Every line below must be reproduced exactly. Copy them all.

* begin *

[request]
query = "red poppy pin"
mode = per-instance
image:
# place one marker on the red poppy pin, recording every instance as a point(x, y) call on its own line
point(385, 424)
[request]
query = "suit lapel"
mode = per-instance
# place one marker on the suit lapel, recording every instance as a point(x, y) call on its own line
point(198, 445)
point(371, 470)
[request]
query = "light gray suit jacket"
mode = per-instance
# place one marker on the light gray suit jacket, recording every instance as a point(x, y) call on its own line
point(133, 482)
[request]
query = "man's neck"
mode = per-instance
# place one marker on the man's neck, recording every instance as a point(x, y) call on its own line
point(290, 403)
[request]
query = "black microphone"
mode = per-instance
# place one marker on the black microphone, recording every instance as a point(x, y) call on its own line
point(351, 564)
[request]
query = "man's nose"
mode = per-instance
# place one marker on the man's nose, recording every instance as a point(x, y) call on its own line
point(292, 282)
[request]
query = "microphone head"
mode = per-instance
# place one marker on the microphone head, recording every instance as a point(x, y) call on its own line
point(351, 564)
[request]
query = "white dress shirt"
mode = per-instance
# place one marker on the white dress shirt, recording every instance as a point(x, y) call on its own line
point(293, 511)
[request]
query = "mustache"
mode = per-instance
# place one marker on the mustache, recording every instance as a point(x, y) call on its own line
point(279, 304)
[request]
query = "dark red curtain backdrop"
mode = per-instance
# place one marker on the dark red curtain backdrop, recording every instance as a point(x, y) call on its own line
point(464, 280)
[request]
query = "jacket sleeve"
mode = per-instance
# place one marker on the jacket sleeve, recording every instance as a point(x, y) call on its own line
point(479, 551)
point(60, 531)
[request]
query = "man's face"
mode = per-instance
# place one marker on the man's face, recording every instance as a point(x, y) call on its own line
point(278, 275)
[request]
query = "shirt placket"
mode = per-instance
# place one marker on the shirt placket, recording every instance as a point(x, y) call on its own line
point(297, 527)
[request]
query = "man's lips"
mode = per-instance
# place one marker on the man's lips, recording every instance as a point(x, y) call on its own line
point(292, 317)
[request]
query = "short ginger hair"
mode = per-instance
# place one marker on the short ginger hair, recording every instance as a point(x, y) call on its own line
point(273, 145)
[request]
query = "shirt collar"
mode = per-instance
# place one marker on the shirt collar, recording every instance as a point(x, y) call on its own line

* end *

RESPONSE FOR THIS EXERCISE
[request]
query = "red poppy pin"
mode = per-instance
image:
# place one marker on the red poppy pin, recording every instance as a point(x, y) call on its own line
point(385, 424)
[request]
query = "suit lapel"
mode = per-instance
# place one marker on the suit lapel, recording every instance as a point(x, y) call on its own line
point(198, 445)
point(371, 470)
[request]
query = "light gray suit jacket"
mode = per-instance
# place one marker on the light gray suit jacket, recording every instance as a point(x, y) call on its own line
point(133, 482)
[request]
query = "man's neck"
mode = per-instance
# place one marker on the man's neck, recording every instance as a point(x, y) call on its own line
point(290, 403)
[request]
query = "black microphone"
mode = per-instance
# place one marker on the black microphone, recording every instance as a point(x, y) call on its own line
point(351, 564)
[request]
query = "man's nose"
mode = per-instance
# place one marker on the man's nose, recording every instance as a point(x, y) call on its own line
point(292, 282)
[request]
query = "microphone head"
mode = per-instance
# place one marker on the microphone head, recording every instance as a point(x, y) call on its own line
point(351, 564)
[request]
query = "white dress shirt"
mode = per-instance
# place one marker on the white dress shirt, recording every instance as a point(x, y) call on its own line
point(293, 511)
[request]
query = "mustache"
mode = per-instance
# place one marker on the mustache, recording every instance as a point(x, y) call on its own line
point(279, 304)
[request]
query = "dark red curtain backdrop"
mode = per-instance
# place one marker on the dark red curtain backdrop, recording every instance as a point(x, y) call on its own line
point(464, 280)
[request]
query = "jacket sleeve"
mode = per-instance
# place one marker on the jacket sleeve, recording every instance as a point(x, y) call on its own line
point(479, 551)
point(60, 531)
[request]
query = "man's face"
mode = per-instance
# place one marker on the man's face, recording every instance as a point(x, y) call on its own line
point(278, 275)
[request]
query = "shirt placket"
mode = per-instance
# place one marker on the shirt placket, recording every instance as a point(x, y) call on its own line
point(297, 527)
[request]
query = "man's lips"
mode = per-instance
# place one marker on the man's lips, recording every instance as a point(x, y) call on its own line
point(292, 317)
[request]
query = "short ginger hair"
mode = per-instance
# place one marker on the short ginger hair, recording every instance as a point(x, y) call on its own line
point(273, 145)
[request]
query = "shirt collar"
mode = per-instance
# place one marker on the shirt collar, recording every instance as a point(x, y) call on its own line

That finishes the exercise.